> Prompt: Please reproduce every one of the rows below word for word, changing nothing.

Dataset rows:

- - - - - - -

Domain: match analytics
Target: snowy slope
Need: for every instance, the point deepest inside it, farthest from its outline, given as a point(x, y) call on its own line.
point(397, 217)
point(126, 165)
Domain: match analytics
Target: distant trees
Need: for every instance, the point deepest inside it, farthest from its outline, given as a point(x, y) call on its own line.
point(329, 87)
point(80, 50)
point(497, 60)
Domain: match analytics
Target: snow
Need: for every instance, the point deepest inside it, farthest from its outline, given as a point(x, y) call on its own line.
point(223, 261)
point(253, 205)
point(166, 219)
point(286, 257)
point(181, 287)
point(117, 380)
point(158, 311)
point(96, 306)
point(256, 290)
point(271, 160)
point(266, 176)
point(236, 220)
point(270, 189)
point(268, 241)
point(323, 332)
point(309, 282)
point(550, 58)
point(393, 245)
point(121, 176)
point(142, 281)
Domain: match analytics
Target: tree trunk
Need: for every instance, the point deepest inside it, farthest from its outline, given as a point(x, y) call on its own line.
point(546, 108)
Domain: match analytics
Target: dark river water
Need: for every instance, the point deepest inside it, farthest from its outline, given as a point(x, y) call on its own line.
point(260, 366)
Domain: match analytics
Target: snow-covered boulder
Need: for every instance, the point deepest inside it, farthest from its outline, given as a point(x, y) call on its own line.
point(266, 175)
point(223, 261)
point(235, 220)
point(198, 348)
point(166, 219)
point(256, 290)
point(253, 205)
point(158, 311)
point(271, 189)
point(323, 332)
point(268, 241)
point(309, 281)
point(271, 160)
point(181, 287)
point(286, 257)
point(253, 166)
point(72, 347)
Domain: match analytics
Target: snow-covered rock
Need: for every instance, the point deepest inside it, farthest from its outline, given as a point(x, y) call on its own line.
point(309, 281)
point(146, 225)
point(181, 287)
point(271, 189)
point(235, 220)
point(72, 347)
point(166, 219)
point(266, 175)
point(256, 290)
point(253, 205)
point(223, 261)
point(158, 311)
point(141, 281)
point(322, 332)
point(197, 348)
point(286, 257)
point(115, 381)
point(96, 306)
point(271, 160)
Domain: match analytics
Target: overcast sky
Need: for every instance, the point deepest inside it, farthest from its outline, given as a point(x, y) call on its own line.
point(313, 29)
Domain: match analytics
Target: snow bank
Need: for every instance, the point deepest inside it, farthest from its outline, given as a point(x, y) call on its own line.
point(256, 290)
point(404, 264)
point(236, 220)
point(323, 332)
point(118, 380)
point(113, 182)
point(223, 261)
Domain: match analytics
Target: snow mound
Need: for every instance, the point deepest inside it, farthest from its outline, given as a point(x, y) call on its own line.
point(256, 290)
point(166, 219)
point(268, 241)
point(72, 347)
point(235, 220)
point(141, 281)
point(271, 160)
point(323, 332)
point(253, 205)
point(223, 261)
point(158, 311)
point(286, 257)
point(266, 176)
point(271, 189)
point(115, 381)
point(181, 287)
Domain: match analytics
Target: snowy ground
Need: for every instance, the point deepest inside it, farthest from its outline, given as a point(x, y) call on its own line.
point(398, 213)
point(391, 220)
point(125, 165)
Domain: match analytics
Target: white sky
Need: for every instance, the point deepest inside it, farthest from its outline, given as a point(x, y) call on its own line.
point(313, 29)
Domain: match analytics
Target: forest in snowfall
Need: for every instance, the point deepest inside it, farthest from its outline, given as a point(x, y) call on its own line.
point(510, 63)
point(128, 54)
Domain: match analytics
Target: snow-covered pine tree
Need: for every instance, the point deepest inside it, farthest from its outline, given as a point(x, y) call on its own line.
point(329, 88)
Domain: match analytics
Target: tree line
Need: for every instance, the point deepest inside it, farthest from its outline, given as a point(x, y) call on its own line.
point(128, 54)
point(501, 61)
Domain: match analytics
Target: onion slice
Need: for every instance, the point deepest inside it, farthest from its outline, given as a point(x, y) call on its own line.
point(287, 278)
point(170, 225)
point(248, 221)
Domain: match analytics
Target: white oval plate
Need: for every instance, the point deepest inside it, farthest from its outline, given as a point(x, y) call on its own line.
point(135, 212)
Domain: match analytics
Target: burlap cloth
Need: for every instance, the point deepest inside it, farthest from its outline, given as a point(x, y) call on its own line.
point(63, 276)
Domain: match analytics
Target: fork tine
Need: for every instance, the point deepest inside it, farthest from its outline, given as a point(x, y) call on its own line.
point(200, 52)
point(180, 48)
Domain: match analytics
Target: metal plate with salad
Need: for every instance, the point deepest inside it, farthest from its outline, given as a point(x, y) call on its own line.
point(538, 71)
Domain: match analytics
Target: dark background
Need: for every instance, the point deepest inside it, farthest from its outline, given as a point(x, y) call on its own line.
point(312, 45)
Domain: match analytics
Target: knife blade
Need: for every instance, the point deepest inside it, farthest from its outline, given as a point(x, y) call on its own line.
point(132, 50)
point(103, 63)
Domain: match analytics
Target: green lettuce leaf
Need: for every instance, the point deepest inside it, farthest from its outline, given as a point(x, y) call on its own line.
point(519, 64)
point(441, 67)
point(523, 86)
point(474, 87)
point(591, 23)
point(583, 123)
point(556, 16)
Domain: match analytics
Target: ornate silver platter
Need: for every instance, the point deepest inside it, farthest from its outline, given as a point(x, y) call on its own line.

- - - - - - -

> The completed task:
Domain: match analytics
Target: snowy slope
Need: for every instance, the point deepest inside it, farthest from its outline, given as a point(x, y) call on its own line.
point(397, 217)
point(126, 165)
Domain: match analytics
Target: distant trees
Need: for every instance, the point deepest inside it, farthest from its outline, given as a point(x, y) call on its own line.
point(329, 87)
point(80, 50)
point(497, 60)
Domain: match analytics
Target: snow
Need: for every instance, the point deepest inside it, farthest from its outline, given as a point(x, y) call on its own line.
point(223, 261)
point(253, 205)
point(166, 219)
point(286, 257)
point(181, 287)
point(117, 380)
point(158, 311)
point(96, 306)
point(256, 290)
point(271, 160)
point(266, 176)
point(236, 220)
point(270, 189)
point(268, 241)
point(323, 332)
point(309, 282)
point(550, 58)
point(393, 245)
point(121, 176)
point(142, 281)
Domain: match analytics
Target: tree trunk
Need: for every instance, the point deepest inside it, farthest from its outline, given as a point(x, y) call on its own line.
point(546, 108)
Domain: match analytics
Target: dark river water
Need: for every instance, the point deepest inside it, farthest from its outline, given as a point(x, y) call on its own line.
point(260, 366)
Domain: match analytics
Target: snow-covered boulder
Need: for every instance, the point deepest inside it, farthest from its outline, given as a point(x, y) call on its own line.
point(266, 175)
point(223, 261)
point(235, 220)
point(198, 348)
point(166, 219)
point(256, 290)
point(253, 205)
point(158, 311)
point(271, 189)
point(323, 332)
point(268, 241)
point(309, 281)
point(271, 160)
point(181, 287)
point(286, 257)
point(253, 166)
point(72, 347)
Domain: match analytics
Target: snow-covered rock
Need: for every instance, the point deepest inside it, farthest from its outline, given as a point(x, y) call on its own line.
point(309, 281)
point(146, 225)
point(181, 287)
point(271, 189)
point(235, 220)
point(72, 347)
point(166, 219)
point(266, 175)
point(256, 290)
point(253, 205)
point(223, 261)
point(158, 311)
point(141, 281)
point(322, 332)
point(197, 348)
point(286, 257)
point(115, 381)
point(96, 306)
point(271, 160)
Domain: match analytics
Target: overcast sky
Need: for every instance, the point deepest inside it, farthest from its outline, given as a point(x, y) call on its own line.
point(313, 29)
Domain: match analytics
Target: snow bank
Need: for every instance, the point deepest inside it, farthest from its outline, given as a point(x, y) call on its own line.
point(256, 290)
point(404, 264)
point(236, 220)
point(323, 332)
point(118, 380)
point(113, 182)
point(223, 261)
Domain: match analytics
Target: snow mound
Need: for every instance, the point deepest inside it, farthest from its outline, given as a point(x, y) call on its own line.
point(256, 290)
point(166, 219)
point(268, 241)
point(72, 347)
point(235, 220)
point(141, 281)
point(271, 160)
point(323, 332)
point(253, 205)
point(223, 261)
point(158, 311)
point(286, 257)
point(266, 176)
point(271, 189)
point(115, 381)
point(181, 287)
Domain: match analytics
Target: snowy ground
Need: for every instance, the point deepest inside it, farthest from its outline, given as a point(x, y) call on its own line.
point(398, 213)
point(391, 220)
point(125, 165)
Domain: match analytics
Target: white sky
Need: for every instance, the point deepest inside it, farthest from its outline, given as a point(x, y) call on its own line.
point(313, 29)
Domain: match analytics
Target: forest in snowfall
Need: for every instance, the point deepest inside it, farthest from its outline, given as a point(x, y) call on its own line.
point(510, 63)
point(128, 54)
Domain: match analytics
Target: snow-covered pine tree
Need: for every instance, the point deepest inside it, farthest from its outline, given as a point(x, y) call on its own line.
point(329, 88)
Domain: match analytics
Target: tree line
Need: for every instance, the point deepest inside it, farthest from its outline, given as a point(x, y) call on its own line.
point(128, 54)
point(501, 61)
Domain: match analytics
Target: onion slice
Need: for every instance, the point deepest inside it, farthest from its outline, given as a point(x, y) call on its own line.
point(287, 278)
point(170, 225)
point(248, 221)
Domain: match analytics
Target: white oval plate
Need: for every instance, the point deepest inside it, farthest from its outline, given as a point(x, y) call on its own line.
point(135, 212)
Domain: match analytics
Target: burlap cloth
Need: for every instance, the point deepest inside it, farthest from its outline, given as a point(x, y) call on its own line.
point(63, 276)
Domain: match analytics
Target: fork tine
Need: for every instance, the point deepest inside it, farthest from its outline, given as a point(x, y) call on its own line.
point(200, 52)
point(180, 48)
Domain: match analytics
Target: metal plate with salad
Need: for every instance, the point deepest inside it, farthest from its outline, given as a point(x, y) call on its own line.
point(538, 71)
Domain: match analytics
Target: dark background
Need: for every instance, the point deepest inside it, farthest from its outline, given as a point(x, y) call on its own line.
point(312, 45)
Domain: match analytics
Target: knife blade
Need: for every instance, the point deepest inside it, farthest from its outline, given as a point(x, y) call on its own line.
point(132, 50)
point(103, 63)
Domain: match analytics
Target: green lettuce leaf
Need: for every instance, the point deepest inside it, farthest from its outline, given as a point(x, y) call on its own line.
point(519, 64)
point(441, 67)
point(523, 86)
point(474, 87)
point(591, 23)
point(583, 123)
point(556, 16)
Domain: match analytics
Target: ornate silver platter
Need: for every instance, the point deepest inside it, farthest from its outline, given as a point(x, y) call on its own line.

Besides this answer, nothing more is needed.